WHAT THE EXERCISE ASKS
Each entry needs to be restated exactly as written.

DATA SHOWN
________________________________________

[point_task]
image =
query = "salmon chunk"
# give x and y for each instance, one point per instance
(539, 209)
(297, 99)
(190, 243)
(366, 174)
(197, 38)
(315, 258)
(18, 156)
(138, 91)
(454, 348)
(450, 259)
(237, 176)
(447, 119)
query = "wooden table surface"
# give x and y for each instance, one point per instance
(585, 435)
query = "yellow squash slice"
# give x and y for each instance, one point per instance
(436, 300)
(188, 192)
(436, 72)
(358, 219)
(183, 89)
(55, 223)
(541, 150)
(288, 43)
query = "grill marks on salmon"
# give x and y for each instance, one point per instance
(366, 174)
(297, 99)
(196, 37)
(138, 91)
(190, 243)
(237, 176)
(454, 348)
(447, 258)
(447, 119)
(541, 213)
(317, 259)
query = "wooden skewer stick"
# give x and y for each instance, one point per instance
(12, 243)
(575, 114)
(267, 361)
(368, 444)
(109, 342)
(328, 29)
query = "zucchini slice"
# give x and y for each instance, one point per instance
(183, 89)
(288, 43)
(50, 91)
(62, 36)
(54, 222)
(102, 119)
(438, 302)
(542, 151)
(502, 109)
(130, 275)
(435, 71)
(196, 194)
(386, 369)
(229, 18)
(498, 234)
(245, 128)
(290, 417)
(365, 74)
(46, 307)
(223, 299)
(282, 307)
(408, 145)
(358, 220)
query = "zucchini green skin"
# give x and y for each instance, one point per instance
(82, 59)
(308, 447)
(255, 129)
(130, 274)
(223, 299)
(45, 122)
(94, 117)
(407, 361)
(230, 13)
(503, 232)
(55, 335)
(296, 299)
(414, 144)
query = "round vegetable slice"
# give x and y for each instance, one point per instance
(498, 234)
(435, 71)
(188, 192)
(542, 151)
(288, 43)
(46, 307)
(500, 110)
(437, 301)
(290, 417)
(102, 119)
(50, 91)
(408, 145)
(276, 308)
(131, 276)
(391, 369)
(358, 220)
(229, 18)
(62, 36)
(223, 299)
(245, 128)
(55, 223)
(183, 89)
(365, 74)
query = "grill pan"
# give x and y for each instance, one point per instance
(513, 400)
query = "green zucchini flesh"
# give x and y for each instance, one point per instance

________________________________________

RESULT OF THIS EXERCISE
[point_task]
image =
query = "salmon chunk"
# give x and y for each instance, one point per instance
(539, 209)
(297, 99)
(190, 243)
(366, 174)
(197, 38)
(315, 258)
(18, 156)
(138, 91)
(454, 348)
(450, 259)
(237, 176)
(447, 119)
query = "wooden table surface"
# give x and y for each instance, one point per instance
(585, 435)
query = "yellow squash slice"
# give x and y for each instance, one point per instance
(436, 300)
(188, 192)
(436, 72)
(358, 219)
(183, 89)
(55, 223)
(541, 150)
(288, 43)
query = "grill marks on salmon"
# give x and y for each instance, one point per instance
(366, 174)
(297, 99)
(196, 37)
(138, 91)
(190, 243)
(237, 176)
(454, 348)
(447, 258)
(447, 119)
(541, 213)
(317, 259)
query = "wooden skewer stick"
# give x and y for each instance, one point per instance
(12, 243)
(575, 114)
(267, 361)
(368, 444)
(109, 342)
(328, 29)
query = "zucchini slice"
# give x and y for each instance, one point per instance
(183, 89)
(288, 43)
(50, 91)
(62, 36)
(54, 222)
(102, 119)
(438, 302)
(542, 151)
(502, 109)
(130, 275)
(435, 71)
(196, 194)
(386, 369)
(229, 18)
(498, 234)
(245, 128)
(290, 417)
(365, 74)
(46, 307)
(223, 299)
(282, 307)
(408, 145)
(358, 220)
query = "zucchini green skin"
# give x and y for each instance, one point per instance
(82, 59)
(308, 447)
(255, 129)
(130, 274)
(223, 299)
(45, 122)
(94, 117)
(407, 361)
(230, 13)
(503, 232)
(55, 335)
(296, 299)
(414, 144)
query = "round vegetable slice"
# give x and y for each instance, one point per instance
(498, 234)
(435, 71)
(188, 192)
(542, 151)
(288, 43)
(46, 307)
(500, 110)
(437, 301)
(290, 417)
(102, 119)
(50, 91)
(408, 145)
(276, 308)
(131, 276)
(391, 369)
(358, 220)
(229, 18)
(62, 36)
(223, 299)
(245, 128)
(55, 223)
(183, 89)
(365, 74)
query = "grill pan"
# give x and y for each instance, one point per instance
(513, 400)
query = "green zucchini flesh"
# give x and y for each instance, one point per instance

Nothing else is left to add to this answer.